> WHAT YOU HAVE TO DO: How many lines in the rows below contain the string "floor"? Case counts. Answer with the number alone.
═══ SUPPLIED MATERIAL
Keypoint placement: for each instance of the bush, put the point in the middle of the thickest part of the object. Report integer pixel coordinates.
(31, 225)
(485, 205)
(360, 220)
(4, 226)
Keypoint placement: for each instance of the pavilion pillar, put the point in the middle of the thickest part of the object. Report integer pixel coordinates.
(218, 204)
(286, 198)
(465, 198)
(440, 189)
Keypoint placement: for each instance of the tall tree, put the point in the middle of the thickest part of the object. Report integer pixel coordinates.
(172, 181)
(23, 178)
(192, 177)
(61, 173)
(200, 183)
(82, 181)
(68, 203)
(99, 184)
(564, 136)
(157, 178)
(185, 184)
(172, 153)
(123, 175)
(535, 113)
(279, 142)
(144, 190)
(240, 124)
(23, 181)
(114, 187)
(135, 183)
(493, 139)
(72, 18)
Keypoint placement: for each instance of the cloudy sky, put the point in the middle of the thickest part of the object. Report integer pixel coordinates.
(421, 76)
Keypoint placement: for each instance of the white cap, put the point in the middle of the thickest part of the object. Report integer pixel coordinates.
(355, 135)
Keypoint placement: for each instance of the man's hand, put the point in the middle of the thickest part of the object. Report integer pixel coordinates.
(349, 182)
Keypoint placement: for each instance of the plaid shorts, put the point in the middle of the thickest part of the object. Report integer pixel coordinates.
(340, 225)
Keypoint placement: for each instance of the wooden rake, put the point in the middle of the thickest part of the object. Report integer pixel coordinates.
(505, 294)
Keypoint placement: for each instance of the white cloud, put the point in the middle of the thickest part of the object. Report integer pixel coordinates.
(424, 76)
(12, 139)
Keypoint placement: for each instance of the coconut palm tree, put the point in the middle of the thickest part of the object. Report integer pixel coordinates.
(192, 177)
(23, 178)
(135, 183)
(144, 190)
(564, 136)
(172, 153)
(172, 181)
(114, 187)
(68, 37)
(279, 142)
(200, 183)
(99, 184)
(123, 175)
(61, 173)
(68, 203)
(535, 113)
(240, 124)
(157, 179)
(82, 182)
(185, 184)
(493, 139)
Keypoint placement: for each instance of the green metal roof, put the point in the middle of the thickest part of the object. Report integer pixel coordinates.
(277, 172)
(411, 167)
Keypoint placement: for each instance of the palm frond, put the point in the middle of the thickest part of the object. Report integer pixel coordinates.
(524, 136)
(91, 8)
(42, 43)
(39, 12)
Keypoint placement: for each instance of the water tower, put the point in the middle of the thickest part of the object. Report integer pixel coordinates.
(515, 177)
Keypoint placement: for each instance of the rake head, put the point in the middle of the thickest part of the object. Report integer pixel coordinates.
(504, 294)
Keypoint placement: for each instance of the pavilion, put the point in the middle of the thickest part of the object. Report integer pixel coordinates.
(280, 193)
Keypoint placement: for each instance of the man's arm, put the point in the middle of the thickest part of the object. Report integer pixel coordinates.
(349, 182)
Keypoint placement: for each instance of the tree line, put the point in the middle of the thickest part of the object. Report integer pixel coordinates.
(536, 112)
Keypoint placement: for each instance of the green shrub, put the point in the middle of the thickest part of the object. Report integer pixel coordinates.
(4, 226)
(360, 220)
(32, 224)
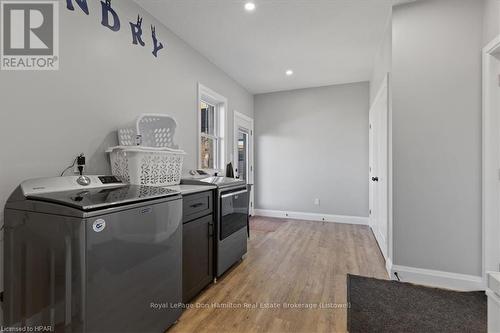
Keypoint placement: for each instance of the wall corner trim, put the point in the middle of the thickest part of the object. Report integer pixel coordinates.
(439, 279)
(313, 216)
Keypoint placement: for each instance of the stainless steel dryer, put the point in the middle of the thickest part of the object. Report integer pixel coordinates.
(231, 219)
(99, 258)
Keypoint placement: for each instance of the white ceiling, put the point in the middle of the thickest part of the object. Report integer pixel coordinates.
(324, 41)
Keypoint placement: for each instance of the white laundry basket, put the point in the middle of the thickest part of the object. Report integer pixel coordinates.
(147, 166)
(150, 130)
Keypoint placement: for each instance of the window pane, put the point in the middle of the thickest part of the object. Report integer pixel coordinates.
(242, 155)
(207, 118)
(208, 151)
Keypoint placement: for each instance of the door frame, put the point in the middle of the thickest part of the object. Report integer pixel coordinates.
(250, 178)
(386, 84)
(491, 160)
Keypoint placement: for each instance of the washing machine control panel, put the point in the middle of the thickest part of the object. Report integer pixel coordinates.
(58, 184)
(110, 180)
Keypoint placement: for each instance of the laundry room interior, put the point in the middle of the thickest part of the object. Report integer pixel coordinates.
(250, 166)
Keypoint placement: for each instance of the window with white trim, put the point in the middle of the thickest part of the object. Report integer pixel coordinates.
(211, 114)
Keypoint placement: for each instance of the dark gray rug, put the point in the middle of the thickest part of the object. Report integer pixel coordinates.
(391, 306)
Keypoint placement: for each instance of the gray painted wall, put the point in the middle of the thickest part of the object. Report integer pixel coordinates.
(437, 135)
(103, 83)
(313, 143)
(491, 20)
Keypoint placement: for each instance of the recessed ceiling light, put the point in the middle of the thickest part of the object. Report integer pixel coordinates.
(249, 6)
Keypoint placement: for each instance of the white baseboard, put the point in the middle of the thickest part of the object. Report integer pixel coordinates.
(312, 216)
(439, 279)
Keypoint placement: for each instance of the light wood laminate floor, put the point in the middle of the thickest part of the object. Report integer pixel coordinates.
(301, 263)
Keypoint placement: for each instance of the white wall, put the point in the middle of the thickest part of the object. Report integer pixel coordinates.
(104, 82)
(491, 27)
(437, 135)
(313, 143)
(383, 61)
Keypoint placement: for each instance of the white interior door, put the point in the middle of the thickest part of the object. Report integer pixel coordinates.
(379, 180)
(243, 152)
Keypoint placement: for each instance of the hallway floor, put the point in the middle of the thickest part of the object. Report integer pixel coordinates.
(292, 280)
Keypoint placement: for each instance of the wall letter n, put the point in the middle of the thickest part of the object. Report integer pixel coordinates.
(81, 3)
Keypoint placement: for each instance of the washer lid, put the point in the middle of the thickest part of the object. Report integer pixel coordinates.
(101, 198)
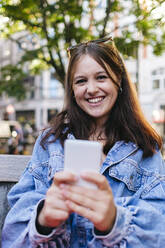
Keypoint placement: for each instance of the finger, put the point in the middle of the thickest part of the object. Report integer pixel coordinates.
(79, 199)
(97, 179)
(94, 194)
(64, 177)
(81, 210)
(53, 218)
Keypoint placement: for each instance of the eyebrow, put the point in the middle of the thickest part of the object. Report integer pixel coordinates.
(81, 76)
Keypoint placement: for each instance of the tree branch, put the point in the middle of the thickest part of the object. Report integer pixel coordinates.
(108, 9)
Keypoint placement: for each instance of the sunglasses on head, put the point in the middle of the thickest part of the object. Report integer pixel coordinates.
(98, 41)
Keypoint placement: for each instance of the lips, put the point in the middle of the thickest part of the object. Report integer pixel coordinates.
(95, 99)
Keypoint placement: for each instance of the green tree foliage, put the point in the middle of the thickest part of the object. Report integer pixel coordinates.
(43, 29)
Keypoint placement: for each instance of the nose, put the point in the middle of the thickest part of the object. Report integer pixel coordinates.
(92, 87)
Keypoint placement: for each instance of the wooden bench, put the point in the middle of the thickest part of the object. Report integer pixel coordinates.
(11, 167)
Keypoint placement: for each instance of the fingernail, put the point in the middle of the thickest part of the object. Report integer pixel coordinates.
(63, 186)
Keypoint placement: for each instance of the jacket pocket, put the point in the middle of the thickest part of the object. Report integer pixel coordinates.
(56, 163)
(129, 173)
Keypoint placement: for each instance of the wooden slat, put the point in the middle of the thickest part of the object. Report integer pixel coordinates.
(12, 166)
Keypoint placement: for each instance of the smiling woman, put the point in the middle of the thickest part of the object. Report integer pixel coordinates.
(50, 209)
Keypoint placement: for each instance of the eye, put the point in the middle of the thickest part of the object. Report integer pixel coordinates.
(80, 81)
(102, 77)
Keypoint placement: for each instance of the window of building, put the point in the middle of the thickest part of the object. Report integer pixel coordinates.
(156, 84)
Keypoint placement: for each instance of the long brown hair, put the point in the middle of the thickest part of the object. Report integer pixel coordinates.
(126, 120)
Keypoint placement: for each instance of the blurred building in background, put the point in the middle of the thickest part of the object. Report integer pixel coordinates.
(44, 97)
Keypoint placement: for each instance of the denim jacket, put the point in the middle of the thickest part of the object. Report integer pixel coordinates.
(138, 187)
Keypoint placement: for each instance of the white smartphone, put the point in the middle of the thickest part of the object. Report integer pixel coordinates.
(82, 155)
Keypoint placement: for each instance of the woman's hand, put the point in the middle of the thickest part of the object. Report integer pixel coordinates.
(55, 210)
(95, 204)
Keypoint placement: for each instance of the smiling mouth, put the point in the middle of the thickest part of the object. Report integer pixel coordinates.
(95, 100)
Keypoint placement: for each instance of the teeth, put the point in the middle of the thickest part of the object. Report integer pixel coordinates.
(95, 100)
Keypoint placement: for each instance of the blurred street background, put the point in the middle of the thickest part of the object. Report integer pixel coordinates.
(34, 36)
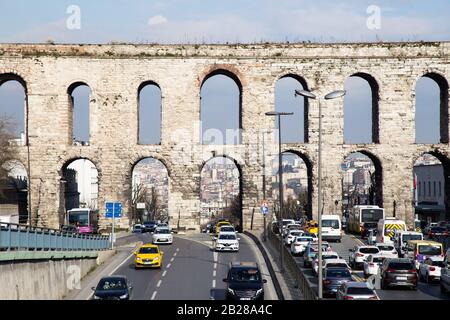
══════
> ANSWER BELOW: 2